Rewrite the data starting at its first line and ending at the line containing "even-odd rule for holes", changing "power line" to "transmission line" and keeping everything else the same. Return only those lines.
:::
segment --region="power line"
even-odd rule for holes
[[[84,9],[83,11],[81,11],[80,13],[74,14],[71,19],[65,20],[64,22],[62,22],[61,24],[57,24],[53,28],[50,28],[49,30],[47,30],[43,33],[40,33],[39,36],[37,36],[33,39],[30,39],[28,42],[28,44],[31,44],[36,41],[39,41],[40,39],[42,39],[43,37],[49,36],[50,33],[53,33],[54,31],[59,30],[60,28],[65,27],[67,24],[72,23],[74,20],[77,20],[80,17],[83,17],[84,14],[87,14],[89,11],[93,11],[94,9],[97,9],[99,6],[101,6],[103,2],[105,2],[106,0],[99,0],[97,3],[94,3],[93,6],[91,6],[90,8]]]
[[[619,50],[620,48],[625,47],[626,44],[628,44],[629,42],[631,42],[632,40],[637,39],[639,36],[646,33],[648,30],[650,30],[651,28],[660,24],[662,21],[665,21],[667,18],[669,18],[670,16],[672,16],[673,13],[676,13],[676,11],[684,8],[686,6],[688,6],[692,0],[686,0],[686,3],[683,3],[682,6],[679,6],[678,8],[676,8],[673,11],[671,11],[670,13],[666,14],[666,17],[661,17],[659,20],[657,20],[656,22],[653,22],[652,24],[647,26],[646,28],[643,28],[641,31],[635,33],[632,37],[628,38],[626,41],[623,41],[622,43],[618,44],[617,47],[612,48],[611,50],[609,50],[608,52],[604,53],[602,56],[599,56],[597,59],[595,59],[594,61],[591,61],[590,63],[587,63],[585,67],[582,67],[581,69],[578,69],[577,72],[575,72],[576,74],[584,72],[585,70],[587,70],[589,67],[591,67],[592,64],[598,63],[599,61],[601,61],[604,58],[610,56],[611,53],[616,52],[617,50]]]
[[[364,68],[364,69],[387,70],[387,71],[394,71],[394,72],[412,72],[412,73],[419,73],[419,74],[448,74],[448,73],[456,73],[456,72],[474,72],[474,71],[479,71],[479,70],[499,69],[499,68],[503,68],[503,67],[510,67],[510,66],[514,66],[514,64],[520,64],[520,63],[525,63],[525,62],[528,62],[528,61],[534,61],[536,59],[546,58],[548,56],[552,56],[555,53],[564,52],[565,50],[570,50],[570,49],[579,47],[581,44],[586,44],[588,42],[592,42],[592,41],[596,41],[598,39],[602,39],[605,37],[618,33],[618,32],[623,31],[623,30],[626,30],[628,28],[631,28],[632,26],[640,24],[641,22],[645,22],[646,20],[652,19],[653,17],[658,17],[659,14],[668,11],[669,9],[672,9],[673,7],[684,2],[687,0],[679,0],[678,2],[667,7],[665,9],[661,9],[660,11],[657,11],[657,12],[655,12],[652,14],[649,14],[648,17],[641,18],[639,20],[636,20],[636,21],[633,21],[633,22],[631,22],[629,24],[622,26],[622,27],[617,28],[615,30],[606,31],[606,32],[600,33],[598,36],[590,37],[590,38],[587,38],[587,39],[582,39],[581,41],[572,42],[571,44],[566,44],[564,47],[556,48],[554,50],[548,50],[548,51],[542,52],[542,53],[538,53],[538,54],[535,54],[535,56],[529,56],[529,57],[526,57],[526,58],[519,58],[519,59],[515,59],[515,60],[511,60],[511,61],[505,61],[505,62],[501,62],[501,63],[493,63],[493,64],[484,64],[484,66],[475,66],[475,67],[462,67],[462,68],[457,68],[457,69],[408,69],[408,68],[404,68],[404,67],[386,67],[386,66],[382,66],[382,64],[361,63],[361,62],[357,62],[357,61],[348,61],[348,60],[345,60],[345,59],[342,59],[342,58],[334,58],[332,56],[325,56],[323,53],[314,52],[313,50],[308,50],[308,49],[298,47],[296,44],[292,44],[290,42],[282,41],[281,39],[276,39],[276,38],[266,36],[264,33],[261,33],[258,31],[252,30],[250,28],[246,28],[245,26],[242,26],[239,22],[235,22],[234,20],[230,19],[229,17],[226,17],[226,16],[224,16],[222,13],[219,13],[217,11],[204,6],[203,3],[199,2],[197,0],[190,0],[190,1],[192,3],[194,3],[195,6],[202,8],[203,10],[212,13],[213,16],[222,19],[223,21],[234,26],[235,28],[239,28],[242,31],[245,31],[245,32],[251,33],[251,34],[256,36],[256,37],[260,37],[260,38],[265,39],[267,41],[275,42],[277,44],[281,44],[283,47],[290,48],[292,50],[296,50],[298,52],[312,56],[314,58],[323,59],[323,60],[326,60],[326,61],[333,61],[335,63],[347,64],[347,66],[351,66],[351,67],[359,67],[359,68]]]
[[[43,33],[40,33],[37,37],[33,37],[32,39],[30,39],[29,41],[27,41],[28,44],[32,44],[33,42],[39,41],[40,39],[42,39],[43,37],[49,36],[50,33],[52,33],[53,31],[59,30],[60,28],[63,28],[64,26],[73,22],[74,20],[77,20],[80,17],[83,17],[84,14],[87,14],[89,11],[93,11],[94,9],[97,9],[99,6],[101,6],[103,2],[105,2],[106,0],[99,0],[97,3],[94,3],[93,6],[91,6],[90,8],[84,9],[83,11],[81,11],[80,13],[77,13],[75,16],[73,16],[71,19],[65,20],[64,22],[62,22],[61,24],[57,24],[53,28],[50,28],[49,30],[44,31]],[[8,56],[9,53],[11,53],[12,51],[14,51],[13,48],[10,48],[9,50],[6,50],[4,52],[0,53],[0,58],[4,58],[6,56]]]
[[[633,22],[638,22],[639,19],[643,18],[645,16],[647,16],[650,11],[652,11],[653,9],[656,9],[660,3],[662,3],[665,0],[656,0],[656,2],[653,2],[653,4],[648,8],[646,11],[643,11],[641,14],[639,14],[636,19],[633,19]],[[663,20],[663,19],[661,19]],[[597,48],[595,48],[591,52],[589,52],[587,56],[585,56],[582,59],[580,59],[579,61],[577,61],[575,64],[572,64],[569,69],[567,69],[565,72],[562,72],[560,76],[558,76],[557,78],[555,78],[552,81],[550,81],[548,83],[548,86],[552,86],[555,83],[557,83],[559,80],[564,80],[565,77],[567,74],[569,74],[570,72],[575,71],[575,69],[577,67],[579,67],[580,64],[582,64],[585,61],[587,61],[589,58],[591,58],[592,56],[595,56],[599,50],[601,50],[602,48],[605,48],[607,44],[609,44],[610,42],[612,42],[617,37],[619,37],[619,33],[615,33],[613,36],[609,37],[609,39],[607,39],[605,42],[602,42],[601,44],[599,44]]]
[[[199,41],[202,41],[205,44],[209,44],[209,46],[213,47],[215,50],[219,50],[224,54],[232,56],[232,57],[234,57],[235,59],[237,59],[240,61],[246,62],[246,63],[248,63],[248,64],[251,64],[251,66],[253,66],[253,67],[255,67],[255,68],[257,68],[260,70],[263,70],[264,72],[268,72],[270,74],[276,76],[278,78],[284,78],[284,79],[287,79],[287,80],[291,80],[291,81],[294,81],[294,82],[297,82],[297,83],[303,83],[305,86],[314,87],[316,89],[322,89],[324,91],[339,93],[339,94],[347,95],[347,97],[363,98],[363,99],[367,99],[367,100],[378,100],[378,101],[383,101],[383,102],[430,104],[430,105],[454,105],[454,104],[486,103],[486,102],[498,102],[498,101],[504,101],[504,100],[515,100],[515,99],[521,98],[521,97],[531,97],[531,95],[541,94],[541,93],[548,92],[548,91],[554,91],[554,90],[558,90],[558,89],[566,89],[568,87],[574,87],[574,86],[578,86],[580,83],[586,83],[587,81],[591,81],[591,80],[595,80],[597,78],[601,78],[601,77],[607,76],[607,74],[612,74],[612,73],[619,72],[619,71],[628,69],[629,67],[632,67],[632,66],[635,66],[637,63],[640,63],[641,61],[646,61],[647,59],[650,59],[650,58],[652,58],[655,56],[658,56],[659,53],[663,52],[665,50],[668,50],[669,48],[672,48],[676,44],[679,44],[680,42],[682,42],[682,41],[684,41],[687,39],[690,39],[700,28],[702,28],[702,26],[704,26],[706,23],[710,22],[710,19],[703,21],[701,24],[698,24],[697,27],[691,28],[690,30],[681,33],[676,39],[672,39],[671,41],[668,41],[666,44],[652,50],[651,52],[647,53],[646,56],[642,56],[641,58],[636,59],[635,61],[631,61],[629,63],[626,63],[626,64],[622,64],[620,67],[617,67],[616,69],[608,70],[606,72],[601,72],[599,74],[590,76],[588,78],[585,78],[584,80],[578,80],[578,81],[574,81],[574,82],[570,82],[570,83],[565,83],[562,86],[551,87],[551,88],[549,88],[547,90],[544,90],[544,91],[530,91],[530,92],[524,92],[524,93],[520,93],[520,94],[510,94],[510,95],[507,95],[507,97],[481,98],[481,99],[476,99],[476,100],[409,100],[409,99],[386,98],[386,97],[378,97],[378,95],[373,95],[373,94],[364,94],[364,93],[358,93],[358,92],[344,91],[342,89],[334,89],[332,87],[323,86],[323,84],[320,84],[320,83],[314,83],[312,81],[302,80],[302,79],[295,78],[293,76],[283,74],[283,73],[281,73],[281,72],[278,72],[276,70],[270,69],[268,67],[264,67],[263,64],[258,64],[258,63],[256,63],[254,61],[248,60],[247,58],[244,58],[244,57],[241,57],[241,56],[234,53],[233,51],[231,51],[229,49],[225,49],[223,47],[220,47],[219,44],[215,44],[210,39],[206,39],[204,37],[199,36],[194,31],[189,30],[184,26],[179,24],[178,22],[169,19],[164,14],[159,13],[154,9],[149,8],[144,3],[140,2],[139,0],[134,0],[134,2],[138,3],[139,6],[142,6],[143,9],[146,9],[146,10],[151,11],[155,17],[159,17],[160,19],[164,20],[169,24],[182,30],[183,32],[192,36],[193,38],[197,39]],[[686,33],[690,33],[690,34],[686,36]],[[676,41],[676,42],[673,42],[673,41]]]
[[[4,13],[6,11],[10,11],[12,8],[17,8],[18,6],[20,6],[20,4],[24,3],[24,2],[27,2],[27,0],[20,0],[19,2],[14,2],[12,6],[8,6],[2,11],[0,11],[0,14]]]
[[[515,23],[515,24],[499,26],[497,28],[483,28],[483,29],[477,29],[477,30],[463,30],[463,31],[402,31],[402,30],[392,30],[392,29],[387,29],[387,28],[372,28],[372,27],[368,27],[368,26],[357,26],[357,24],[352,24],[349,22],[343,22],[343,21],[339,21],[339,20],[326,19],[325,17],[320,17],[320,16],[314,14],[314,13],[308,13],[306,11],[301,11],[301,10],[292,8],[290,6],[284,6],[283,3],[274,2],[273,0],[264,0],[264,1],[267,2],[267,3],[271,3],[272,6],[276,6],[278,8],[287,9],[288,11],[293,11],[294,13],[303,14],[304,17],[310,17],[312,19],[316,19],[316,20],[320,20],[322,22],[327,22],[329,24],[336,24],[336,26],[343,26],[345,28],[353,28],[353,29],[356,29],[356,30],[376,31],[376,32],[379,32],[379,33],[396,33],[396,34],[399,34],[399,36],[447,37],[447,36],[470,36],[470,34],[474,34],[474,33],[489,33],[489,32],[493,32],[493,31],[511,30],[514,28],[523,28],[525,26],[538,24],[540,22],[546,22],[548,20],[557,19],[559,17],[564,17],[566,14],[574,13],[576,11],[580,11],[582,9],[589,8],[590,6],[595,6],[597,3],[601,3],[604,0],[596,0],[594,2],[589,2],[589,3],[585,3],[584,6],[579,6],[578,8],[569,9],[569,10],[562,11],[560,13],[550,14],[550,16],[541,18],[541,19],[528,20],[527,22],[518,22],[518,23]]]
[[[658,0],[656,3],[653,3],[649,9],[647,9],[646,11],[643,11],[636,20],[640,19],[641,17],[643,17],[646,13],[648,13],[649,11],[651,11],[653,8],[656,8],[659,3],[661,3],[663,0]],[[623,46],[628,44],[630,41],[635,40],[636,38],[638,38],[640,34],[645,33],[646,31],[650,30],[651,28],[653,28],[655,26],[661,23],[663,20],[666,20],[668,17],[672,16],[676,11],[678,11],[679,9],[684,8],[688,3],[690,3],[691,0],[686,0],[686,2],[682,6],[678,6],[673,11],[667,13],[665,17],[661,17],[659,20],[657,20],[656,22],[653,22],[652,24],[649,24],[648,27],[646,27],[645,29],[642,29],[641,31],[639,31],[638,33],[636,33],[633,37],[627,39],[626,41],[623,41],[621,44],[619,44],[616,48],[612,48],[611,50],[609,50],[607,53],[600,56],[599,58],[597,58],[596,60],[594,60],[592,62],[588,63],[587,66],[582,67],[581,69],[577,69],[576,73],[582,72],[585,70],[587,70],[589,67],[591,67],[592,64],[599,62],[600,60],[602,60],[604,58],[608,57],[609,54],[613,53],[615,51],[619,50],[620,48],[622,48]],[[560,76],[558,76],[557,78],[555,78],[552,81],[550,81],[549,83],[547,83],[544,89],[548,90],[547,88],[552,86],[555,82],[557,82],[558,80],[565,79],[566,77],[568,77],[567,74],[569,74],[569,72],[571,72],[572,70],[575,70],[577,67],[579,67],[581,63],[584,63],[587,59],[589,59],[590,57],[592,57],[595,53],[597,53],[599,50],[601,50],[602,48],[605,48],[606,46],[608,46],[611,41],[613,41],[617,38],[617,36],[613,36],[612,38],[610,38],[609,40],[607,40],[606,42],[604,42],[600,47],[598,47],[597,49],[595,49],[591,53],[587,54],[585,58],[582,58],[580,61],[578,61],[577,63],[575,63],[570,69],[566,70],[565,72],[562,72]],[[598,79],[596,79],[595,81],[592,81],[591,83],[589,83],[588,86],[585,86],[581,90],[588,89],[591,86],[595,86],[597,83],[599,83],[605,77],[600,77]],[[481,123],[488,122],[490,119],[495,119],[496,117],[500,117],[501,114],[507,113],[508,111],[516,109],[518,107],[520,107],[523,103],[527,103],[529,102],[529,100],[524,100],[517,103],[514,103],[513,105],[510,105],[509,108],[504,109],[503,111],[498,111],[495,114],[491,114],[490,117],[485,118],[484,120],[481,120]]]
:::
_Complete response_
segment --region="transmission line"
even-odd rule for holes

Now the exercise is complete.